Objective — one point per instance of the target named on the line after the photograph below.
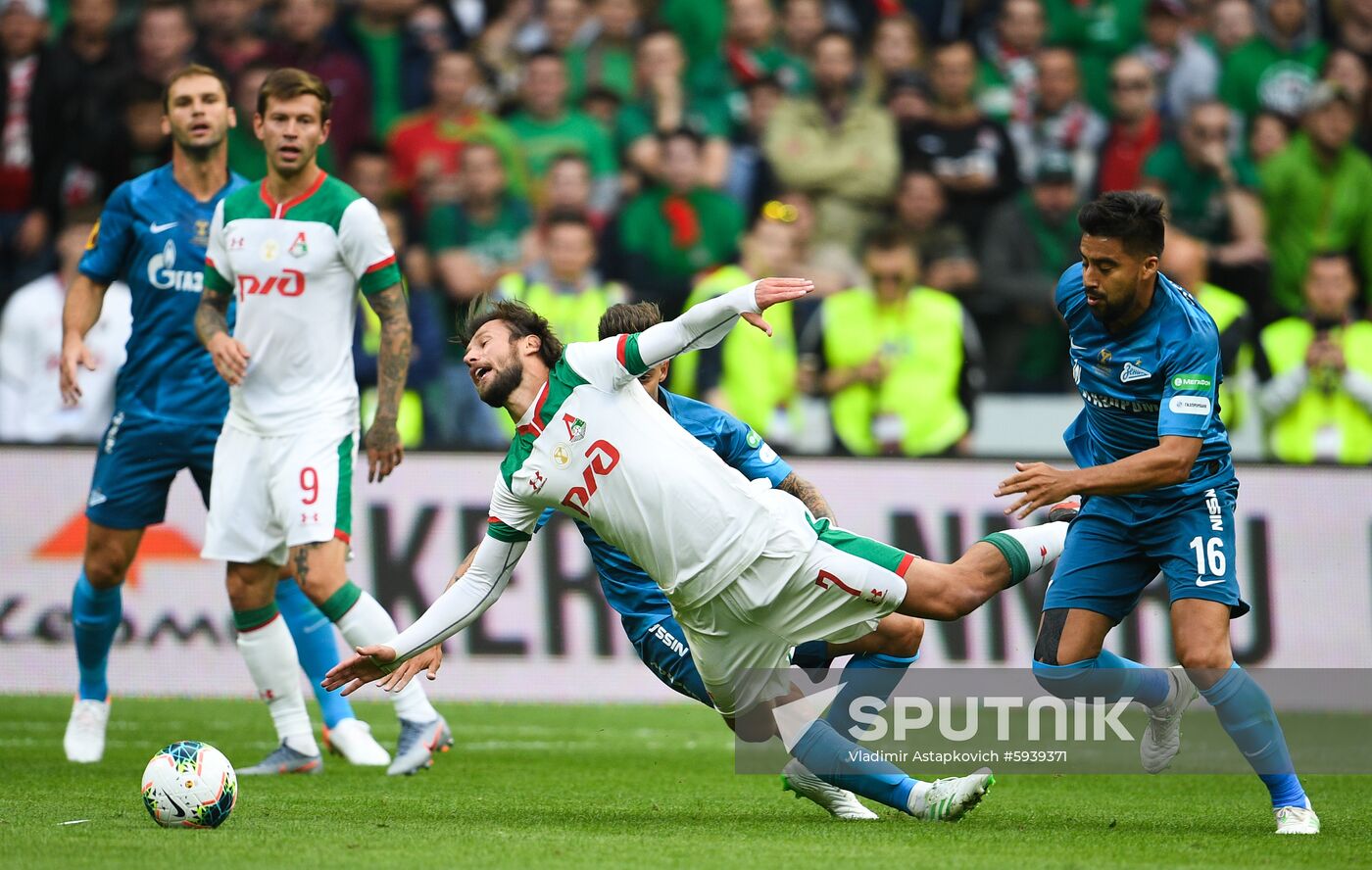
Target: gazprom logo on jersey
(164, 274)
(1198, 405)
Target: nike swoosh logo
(180, 812)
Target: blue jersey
(153, 235)
(635, 596)
(1158, 377)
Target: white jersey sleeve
(511, 517)
(219, 269)
(366, 246)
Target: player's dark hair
(628, 317)
(887, 239)
(290, 82)
(521, 321)
(545, 54)
(682, 132)
(1131, 216)
(188, 72)
(568, 218)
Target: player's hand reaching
(74, 353)
(360, 670)
(428, 660)
(230, 357)
(770, 291)
(383, 449)
(1042, 486)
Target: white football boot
(84, 742)
(840, 803)
(1162, 737)
(953, 798)
(353, 740)
(1297, 821)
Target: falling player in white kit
(295, 249)
(747, 569)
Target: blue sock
(95, 616)
(829, 755)
(315, 647)
(866, 675)
(1106, 677)
(1248, 716)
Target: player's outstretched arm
(79, 312)
(455, 609)
(212, 324)
(1042, 485)
(707, 324)
(383, 441)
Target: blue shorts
(136, 462)
(1115, 547)
(664, 651)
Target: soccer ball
(189, 785)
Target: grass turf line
(604, 785)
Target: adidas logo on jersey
(1132, 372)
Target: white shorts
(834, 590)
(271, 493)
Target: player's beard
(503, 383)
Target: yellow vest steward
(1225, 308)
(759, 372)
(573, 317)
(409, 423)
(1292, 437)
(921, 341)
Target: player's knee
(106, 564)
(902, 637)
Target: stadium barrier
(1303, 560)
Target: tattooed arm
(383, 439)
(212, 324)
(808, 496)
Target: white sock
(1042, 544)
(270, 653)
(367, 622)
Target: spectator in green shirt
(480, 238)
(1317, 192)
(671, 232)
(1211, 194)
(1275, 69)
(548, 127)
(664, 105)
(608, 59)
(1097, 31)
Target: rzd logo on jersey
(164, 274)
(288, 284)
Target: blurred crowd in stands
(921, 160)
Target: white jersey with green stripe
(295, 269)
(594, 446)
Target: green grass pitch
(606, 787)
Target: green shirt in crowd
(1100, 30)
(383, 66)
(1196, 195)
(1314, 208)
(1258, 75)
(604, 66)
(682, 235)
(707, 117)
(573, 132)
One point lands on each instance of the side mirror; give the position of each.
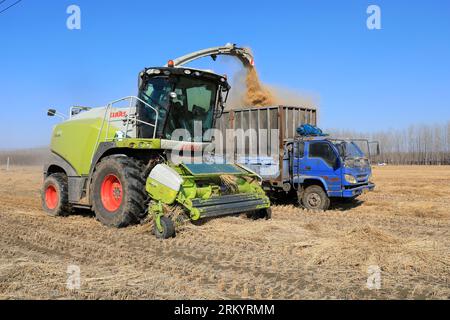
(53, 112)
(378, 151)
(173, 95)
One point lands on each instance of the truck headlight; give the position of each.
(350, 179)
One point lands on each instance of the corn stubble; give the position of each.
(402, 227)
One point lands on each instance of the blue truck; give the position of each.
(314, 169)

━━━

> [TASK BRIEF]
Turn all of the entries above into a numbered list with no blank lines, and leave the pictures out.

> [EXERCISE RESULT]
1. Objective — one point per instance of the target named on the line after the photograph below.
2. Target: gazprom logo on jersey
3. (164, 274)
4. (1198, 405)
5. Target: nike swoosh logo
6. (180, 812)
7. Target: blue jersey
8. (153, 235)
9. (635, 596)
10. (1158, 377)
11. Target: white jersey sleeve
12. (511, 517)
13. (219, 269)
14. (366, 246)
15. Target: player's dark hair
16. (628, 317)
17. (887, 239)
18. (290, 82)
19. (521, 321)
20. (545, 54)
21. (682, 132)
22. (1131, 216)
23. (188, 72)
24. (568, 218)
25. Target: player's hand reaching
26. (74, 353)
27. (360, 670)
28. (428, 660)
29. (230, 357)
30. (770, 291)
31. (383, 449)
32. (1042, 486)
33. Target: white football boot
34. (84, 742)
35. (840, 803)
36. (1162, 737)
37. (953, 798)
38. (353, 740)
39. (1297, 821)
40. Target: falling player in white kit
41. (295, 249)
42. (747, 569)
43. Target: blue sock
44. (95, 616)
45. (829, 755)
46. (315, 647)
47. (866, 675)
48. (1106, 677)
49. (1248, 716)
50. Target: player's outstretched arm
51. (79, 312)
52. (455, 609)
53. (212, 324)
54. (1042, 485)
55. (707, 324)
56. (383, 441)
57. Target: blue shorts
58. (136, 462)
59. (1115, 547)
60. (664, 651)
61. Target: soccer ball
62. (189, 785)
63. Target: grass turf line
64. (604, 785)
65. Target: adidas logo on jersey
66. (1132, 372)
67. Target: white shorts
68. (834, 590)
69. (271, 493)
70. Target: player's beard
71. (503, 383)
72. Target: yellow vest steward
73. (1225, 308)
74. (759, 372)
75. (573, 317)
76. (409, 423)
77. (1292, 437)
78. (921, 341)
79. Target: player's knee
80. (106, 564)
81. (902, 637)
82. Target: stadium barrier
83. (1303, 560)
84. Target: tattooed arm
85. (383, 439)
86. (212, 324)
87. (808, 496)
88. Target: white sock
89. (1042, 544)
90. (270, 653)
91. (367, 622)
92. Target: spectator in green shirt
93. (480, 238)
94. (1317, 192)
95. (671, 232)
96. (1211, 194)
97. (1275, 69)
98. (548, 127)
99. (664, 105)
100. (608, 59)
101. (1097, 31)
102. Target: rzd logo on jersey
103. (164, 274)
104. (288, 284)
105. Target: blurred crowd in stands
106. (921, 160)
107. Target: white jersey with green stripe
108. (295, 269)
109. (594, 446)
110. Target: green grass pitch
111. (606, 787)
112. Target: green shirt in crowd
113. (1100, 30)
114. (383, 66)
115. (1196, 195)
116. (1314, 208)
117. (1258, 75)
118. (604, 66)
119. (682, 235)
120. (707, 117)
121. (573, 132)
122. One point lands on each instance of the side mirror; give the position of each.
123. (53, 112)
124. (378, 151)
125. (173, 95)
126. One point lands on each instance of the truck headlight; give the position of each.
127. (350, 179)
128. One point lands on each instance of the corn stubble; give the position of each.
129. (402, 227)
130. One point lands on each instance of the blue truck; give the position of each.
131. (314, 169)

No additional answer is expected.